- Explorar o material -
1 – Reescreva em forma de lista o parágrafo do texto sobre o Florilégio que começa por "Reeves não deixa também", mantendo os factos principais.
2 – Segundo o texto sobre o Florilégio, quantas flores diferentes se encontram no livro?
3 – Continue, por favor, o texto sobre o Florilégio a partir da última frase apresentada.

Neste livro ficamos a conhecer em detalhe muitas das flores que nos são familiares nos nossos jardins e florestas, mas também a sua origem etimológica, propriedades e curiosidades a seu respeito. No “Florilégio”, encontramos mais de quarenta diferentes flores. Entre elas temos, por exemplo, as Anémonas-dos-Bosques que, para além de formarem um belo tapete de flores, as pétalas refletem os raios ultra-violetas que atraem insectos polinizadores. A Cenoura-Brava, que muitas vezes é confundida com a cicuta, planta da muito tóxica da qual se extraiu o veneno que matou o filósofo Sócrates quando contenado à morte. A Celidónia, erva-das-verrugas, cuja seiva pode ser tóxica e que existem mitos dos seus puderes curativos na homeopatia. E ainda as camomilas, as margaridas, os dentes de leão e as urtigas que nos são tão familiares e outras flores de enorme interesse.
Reeves não deixa também de fazer referências à actividade humana e as alterações climáticas como principais ameaças às espécies, em particular no segundo grande capítulo “Considerações Botânicas”. Como presidente honorário da Associação Humanidade e Biodiversidade da Agência Francesa para a Biodiversidade, o autor faz questão de expor as suas posições como cidadão e cientista no que toca a esta matéria. Hubert Reeves consegue ainda explicar ao leitor de uma forma bastante acessível fundamentos da evolução Darwiniana, da bioquímica, e até do seu campo de estudo, a astrofísica, que está muito mais relacionado com as questões sobre as origens da vida do que muitos julgam.

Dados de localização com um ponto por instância
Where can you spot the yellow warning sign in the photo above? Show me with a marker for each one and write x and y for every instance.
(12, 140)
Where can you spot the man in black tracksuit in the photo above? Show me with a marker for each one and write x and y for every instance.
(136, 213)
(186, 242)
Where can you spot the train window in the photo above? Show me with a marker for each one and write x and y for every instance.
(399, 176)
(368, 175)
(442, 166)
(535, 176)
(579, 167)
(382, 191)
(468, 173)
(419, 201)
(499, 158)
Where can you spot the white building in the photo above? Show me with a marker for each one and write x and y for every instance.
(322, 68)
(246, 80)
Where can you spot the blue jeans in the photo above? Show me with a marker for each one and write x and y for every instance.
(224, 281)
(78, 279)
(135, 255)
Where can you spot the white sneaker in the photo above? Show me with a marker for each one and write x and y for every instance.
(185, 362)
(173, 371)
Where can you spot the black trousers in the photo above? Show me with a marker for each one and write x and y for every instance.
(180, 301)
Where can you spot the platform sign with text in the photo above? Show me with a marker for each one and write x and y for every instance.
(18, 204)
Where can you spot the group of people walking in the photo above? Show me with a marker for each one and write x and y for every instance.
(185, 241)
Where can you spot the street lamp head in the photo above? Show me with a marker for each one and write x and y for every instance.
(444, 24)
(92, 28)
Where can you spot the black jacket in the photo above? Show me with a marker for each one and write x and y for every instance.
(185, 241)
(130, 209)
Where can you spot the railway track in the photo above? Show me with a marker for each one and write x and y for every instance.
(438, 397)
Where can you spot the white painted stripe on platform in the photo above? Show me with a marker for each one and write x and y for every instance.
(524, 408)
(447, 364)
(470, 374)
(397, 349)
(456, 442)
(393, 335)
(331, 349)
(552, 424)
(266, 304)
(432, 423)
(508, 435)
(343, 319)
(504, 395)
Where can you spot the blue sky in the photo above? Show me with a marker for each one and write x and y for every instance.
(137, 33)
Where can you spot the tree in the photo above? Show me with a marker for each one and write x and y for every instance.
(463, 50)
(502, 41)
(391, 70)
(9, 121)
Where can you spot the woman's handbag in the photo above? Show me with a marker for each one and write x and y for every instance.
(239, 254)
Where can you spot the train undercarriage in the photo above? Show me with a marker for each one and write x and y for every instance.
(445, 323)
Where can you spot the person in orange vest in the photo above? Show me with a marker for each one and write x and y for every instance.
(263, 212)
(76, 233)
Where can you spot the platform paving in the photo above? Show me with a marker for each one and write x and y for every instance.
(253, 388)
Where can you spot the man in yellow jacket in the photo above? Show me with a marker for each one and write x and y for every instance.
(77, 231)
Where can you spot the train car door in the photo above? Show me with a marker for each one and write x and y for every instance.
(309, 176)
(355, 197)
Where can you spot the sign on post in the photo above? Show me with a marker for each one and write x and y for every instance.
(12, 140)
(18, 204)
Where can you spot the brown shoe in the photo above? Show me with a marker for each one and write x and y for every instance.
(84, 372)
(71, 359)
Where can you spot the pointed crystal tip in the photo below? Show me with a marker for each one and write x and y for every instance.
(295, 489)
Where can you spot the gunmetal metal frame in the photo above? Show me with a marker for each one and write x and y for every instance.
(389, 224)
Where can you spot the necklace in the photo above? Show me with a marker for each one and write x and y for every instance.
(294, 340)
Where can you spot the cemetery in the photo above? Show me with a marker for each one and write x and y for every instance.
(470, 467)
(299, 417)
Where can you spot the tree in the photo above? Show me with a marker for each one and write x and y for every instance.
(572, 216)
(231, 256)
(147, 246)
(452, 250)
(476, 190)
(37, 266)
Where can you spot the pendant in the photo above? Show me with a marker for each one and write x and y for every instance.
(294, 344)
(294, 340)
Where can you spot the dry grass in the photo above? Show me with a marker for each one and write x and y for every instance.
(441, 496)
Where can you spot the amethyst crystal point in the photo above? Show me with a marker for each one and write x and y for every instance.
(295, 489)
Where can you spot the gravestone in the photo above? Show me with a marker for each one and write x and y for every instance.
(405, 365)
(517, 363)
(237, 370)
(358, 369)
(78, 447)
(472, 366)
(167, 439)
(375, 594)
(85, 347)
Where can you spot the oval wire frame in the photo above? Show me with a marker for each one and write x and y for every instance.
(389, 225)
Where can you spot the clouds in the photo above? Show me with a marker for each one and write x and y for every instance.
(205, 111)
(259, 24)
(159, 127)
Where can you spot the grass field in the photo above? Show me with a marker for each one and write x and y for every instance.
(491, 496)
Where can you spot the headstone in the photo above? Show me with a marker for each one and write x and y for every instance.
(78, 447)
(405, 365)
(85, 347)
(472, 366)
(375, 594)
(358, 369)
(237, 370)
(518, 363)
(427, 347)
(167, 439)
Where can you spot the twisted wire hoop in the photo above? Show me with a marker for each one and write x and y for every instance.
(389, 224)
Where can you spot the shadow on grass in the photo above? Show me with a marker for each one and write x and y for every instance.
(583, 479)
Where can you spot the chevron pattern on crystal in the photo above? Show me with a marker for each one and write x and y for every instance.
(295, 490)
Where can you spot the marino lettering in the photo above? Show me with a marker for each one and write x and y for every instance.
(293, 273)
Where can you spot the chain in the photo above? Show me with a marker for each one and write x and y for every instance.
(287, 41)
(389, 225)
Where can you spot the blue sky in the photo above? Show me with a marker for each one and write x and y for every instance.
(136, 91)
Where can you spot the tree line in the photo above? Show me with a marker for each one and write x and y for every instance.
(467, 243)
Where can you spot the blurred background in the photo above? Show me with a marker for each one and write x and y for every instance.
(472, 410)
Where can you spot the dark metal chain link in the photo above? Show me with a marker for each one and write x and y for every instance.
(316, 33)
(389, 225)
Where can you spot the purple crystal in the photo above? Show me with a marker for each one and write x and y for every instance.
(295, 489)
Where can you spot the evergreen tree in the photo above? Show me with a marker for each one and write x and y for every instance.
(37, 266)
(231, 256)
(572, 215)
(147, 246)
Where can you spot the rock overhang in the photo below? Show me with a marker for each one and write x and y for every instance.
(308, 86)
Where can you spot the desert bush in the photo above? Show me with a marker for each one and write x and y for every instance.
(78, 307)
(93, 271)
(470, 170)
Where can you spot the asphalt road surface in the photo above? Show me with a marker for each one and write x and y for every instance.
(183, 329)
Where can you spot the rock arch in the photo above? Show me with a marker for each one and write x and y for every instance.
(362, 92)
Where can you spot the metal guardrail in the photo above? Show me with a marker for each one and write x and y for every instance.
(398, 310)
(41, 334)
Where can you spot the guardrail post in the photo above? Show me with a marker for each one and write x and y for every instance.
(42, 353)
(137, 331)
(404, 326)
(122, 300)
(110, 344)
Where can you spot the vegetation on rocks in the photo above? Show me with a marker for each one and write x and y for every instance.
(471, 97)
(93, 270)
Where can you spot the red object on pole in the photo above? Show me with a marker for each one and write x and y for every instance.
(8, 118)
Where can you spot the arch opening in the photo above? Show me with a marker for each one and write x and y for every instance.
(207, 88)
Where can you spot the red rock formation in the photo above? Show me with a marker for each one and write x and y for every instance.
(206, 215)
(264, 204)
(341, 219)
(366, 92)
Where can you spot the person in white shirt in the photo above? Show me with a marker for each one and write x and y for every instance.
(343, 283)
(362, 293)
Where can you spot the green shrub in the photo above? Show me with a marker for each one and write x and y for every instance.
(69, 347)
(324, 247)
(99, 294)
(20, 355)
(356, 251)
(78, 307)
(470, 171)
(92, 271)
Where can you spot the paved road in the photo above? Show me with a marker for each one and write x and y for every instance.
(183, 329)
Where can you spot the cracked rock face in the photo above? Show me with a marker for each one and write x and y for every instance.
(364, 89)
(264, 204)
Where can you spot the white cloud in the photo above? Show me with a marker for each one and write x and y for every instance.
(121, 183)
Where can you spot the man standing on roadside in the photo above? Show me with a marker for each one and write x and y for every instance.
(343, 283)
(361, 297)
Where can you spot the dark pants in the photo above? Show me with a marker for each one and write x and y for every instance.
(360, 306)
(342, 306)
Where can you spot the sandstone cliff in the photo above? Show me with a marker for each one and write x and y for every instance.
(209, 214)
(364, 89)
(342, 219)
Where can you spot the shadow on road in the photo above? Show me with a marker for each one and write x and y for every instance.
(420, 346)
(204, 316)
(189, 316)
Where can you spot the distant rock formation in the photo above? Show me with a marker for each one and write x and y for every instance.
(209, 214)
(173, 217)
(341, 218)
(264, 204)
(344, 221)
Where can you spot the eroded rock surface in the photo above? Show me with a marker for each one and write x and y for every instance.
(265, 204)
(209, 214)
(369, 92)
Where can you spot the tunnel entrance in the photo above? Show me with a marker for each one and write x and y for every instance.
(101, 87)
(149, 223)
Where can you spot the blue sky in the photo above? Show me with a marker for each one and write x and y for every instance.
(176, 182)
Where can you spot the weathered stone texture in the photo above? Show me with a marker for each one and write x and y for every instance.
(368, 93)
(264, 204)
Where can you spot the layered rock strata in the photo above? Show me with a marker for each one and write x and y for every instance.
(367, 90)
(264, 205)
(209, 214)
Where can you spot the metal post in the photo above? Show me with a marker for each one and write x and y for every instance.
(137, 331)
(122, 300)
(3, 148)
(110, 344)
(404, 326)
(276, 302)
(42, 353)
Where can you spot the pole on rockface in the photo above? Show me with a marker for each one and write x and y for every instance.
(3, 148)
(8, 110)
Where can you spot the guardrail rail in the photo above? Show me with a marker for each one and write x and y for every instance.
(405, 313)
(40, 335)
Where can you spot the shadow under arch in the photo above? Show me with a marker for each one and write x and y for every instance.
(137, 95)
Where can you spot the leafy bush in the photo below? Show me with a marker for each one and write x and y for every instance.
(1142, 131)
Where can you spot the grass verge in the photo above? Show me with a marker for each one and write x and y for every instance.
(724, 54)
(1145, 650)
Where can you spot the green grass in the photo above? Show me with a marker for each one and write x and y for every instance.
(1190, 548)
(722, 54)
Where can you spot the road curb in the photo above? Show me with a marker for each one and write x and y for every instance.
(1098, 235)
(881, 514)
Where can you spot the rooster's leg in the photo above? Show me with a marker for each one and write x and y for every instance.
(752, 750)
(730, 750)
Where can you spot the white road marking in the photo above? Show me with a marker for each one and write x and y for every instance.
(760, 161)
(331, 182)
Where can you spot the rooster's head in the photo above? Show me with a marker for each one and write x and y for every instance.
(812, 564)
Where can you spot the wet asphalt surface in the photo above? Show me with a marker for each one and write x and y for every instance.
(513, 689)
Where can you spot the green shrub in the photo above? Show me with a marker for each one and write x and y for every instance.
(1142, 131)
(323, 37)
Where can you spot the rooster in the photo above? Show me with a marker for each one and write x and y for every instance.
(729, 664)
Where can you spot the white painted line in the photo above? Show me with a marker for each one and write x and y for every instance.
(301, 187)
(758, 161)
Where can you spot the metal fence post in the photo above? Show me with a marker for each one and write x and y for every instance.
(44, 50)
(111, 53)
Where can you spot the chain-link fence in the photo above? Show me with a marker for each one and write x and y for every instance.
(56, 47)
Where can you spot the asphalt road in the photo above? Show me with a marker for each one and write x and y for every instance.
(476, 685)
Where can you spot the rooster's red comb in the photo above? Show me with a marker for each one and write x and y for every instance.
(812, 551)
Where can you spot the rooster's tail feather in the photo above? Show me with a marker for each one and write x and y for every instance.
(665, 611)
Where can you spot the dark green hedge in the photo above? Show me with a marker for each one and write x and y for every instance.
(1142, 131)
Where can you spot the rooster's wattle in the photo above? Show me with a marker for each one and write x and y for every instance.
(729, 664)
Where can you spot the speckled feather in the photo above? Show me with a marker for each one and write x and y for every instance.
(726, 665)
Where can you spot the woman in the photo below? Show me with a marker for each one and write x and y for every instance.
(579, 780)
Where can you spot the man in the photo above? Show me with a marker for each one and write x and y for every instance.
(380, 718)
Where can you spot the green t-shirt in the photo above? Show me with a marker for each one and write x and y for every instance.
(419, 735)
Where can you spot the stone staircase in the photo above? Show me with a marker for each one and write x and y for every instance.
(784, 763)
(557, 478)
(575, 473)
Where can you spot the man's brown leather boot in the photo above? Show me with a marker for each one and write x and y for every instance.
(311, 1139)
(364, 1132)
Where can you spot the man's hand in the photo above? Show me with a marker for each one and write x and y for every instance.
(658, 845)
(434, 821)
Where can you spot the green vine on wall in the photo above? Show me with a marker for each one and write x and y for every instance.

- Respostas às tarefas -
1 –
- Reeves aponta a atividade humana e as alterações climáticas como as principais ameaças às espécies, sobretudo no segundo grande capítulo, "Considerações Botânicas".
- Como presidente honorário da Associação Humanidade e Biodiversidade da Agência Francesa para a Biodiversidade, expõe as suas posições de cidadão e de cientista sobre o tema.
- Explica de forma acessível fundamentos da evolução darwiniana e da bioquímica.
- Explica também fundamentos da astrofísica, o seu campo de estudo, que está mais ligado às questões sobre as origens da vida do que muitos julgam.

2 – Mais de quarenta.

3 –
Hubert Reeves faleceu em Outubro deste ano, sendo uma das maiores perdas que a ciência teve em 2023. Deixou-nos uma visão diferente de olhar para o universo que nos rodeia e obras fantásticas que nos inspiraram tanto. Em Eu Vi Uma Flor Selvagem, Hubert Reeves mostra-nos a Natureza vista pelos olhos de um astrofísico, que é também um observador do mundo, e uma coleção de flores lindíssimas que mostram um dos lados mais belos da vida no nosso planeta. O catálogo pode ser consultado no site, onde mais de 600 fotografias das flores retratadas podem ser encontradas consoante o seu nome, cor, estação e tamanho, proporcionando ao leitor outras curiosidades sobre as mesmas.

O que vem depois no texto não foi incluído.